**Vorliegender Text:**
Soweit das Gebäude vermietet worden ist, sind die Abbruchkosten als Werbungskosten bei den Einkünften aus Vermietung und Verpachtung in vollem Umfang sofort abziehbar.
Soweit das Gebäude selbstgenutzt worden ist, werden die Abbruchkosten als Herstellungskosten des neuen Gebäudes behandelt und wirken sich nur über die jährliche Abschreibung aus.
Im Streitfall ist das Gebäude zunächst vollständig vermietet worden (Februar 2012 bis Juli 2014; dies entsprach einem Zeitanteil von ca. 54 %, nämlich 31 von 57 Monaten) und anschließend zu 78 % vermietet worden (dies machte zeitanteilig 46 % aus, nämlich 26 von 57 Monaten). Berücksichtigt man sowohl den Zeitanteil als auch den Flächenanteil, ergibt sich ein Selbstnutzungsanteil von insgesamt 9,8 %.
Zwar wären danach 90,2 % der Kosten als Werbungskosten absetzbar. Da der Selbstnutzungsanteil aber unter 10 % lag, ist er als unwesentlich anzusehen. Daher können die Abbruchkosten und der Restbuchwert in voller Höhe als Werbungskosten abgesetzt werden.

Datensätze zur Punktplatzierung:

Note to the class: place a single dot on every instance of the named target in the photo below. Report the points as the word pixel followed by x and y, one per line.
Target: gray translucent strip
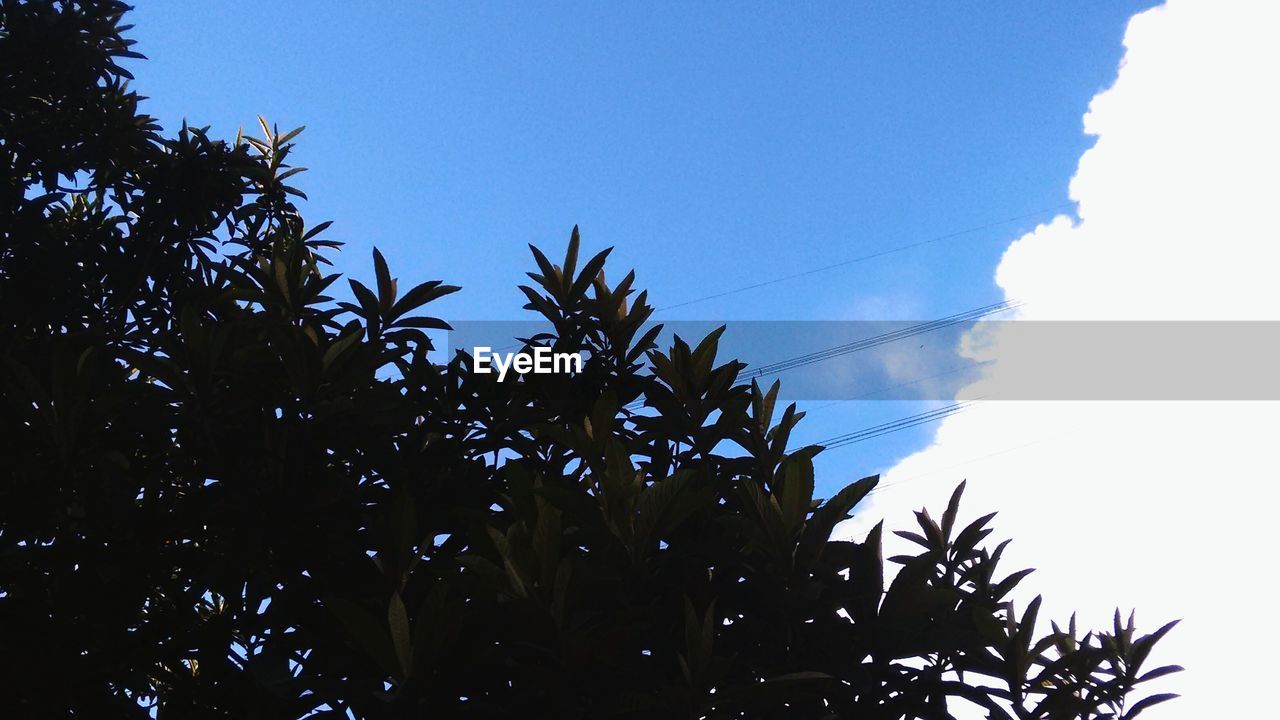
pixel 972 358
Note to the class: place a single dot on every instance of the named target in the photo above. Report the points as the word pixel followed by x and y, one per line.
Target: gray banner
pixel 968 358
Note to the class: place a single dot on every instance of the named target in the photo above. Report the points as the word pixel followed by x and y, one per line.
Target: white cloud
pixel 1162 506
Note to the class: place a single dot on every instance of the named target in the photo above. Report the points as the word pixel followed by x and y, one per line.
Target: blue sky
pixel 713 145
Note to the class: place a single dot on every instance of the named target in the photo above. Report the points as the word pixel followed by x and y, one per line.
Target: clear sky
pixel 713 145
pixel 717 145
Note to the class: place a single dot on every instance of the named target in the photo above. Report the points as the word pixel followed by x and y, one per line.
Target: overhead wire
pixel 865 258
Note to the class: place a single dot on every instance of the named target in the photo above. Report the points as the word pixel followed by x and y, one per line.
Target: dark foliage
pixel 227 495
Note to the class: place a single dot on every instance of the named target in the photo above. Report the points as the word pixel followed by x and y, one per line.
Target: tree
pixel 228 495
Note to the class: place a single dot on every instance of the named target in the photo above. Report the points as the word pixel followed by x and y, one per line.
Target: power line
pixel 864 258
pixel 808 359
pixel 895 425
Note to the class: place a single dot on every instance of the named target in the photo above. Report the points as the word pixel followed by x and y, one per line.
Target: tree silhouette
pixel 228 495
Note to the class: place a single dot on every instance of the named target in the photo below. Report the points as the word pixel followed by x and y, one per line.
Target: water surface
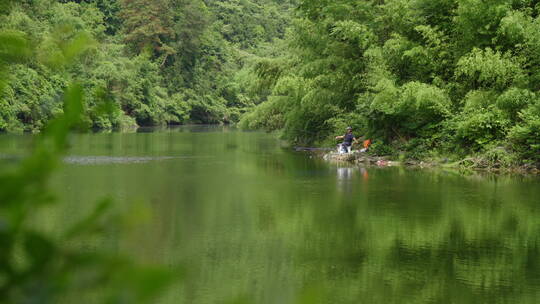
pixel 248 217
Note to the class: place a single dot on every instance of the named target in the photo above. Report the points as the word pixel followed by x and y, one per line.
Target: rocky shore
pixel 362 158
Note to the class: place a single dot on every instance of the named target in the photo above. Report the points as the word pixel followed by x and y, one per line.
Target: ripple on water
pixel 98 160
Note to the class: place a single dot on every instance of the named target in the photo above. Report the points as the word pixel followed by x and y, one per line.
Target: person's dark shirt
pixel 348 139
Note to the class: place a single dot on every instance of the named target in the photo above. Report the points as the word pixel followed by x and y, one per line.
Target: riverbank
pixel 465 164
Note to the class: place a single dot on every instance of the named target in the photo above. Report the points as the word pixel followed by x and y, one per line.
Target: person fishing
pixel 348 141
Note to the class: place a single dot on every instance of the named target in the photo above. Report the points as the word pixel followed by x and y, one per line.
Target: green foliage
pixel 158 62
pixel 36 266
pixel 454 75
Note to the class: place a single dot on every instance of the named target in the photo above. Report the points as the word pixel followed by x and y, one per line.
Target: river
pixel 247 217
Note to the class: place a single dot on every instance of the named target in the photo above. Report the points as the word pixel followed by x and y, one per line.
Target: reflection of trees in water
pixel 425 238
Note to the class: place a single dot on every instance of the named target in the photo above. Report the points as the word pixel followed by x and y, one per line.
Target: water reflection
pixel 247 217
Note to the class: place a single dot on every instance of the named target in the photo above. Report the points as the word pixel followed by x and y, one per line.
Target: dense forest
pixel 424 78
pixel 440 79
pixel 157 62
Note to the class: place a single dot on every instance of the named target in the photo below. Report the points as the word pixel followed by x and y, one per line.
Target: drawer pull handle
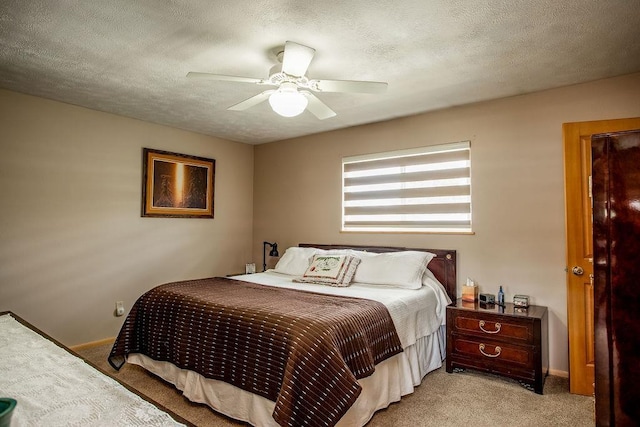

**Gestellte Aufgabe 1:** Kopieren Sie aus dem Text über Abbruchkosten wortgetreu alles ab „Soweit das Gebäude vermietet“ bis hinunter zu „Umfang sofort abziehbar.“.
**Gestellte Aufgabe 2:** Fassen Sie den Text über Abbruchkosten in zwei Sätzen zusammen.
Stützen Sie sich dabei ausschließlich auf den vorliegenden Text.

**Antwort zur Aufgabe 1:**
Soweit das Gebäude vermietet worden ist, sind die Abbruchkosten als Werbungskosten bei den Einkünften aus Vermietung und Verpachtung in vollem Umfang sofort abziehbar.

**Antwort zur Aufgabe 2:** Abbruchkosten sind bei einem vermieteten Gebäude sofort als Werbungskosten abziehbar, bei einem selbstgenutzten Gebäude dagegen nur als Herstellungskosten des neuen Gebäudes über die jährliche Abschreibung. Im Streitfall lag der Selbstnutzungsanteil mit 9,8 % unter 10 % und galt daher als unwesentlich, sodass die Abbruchkosten und der Restbuchwert in voller Höhe als Werbungskosten abgesetzt werden können.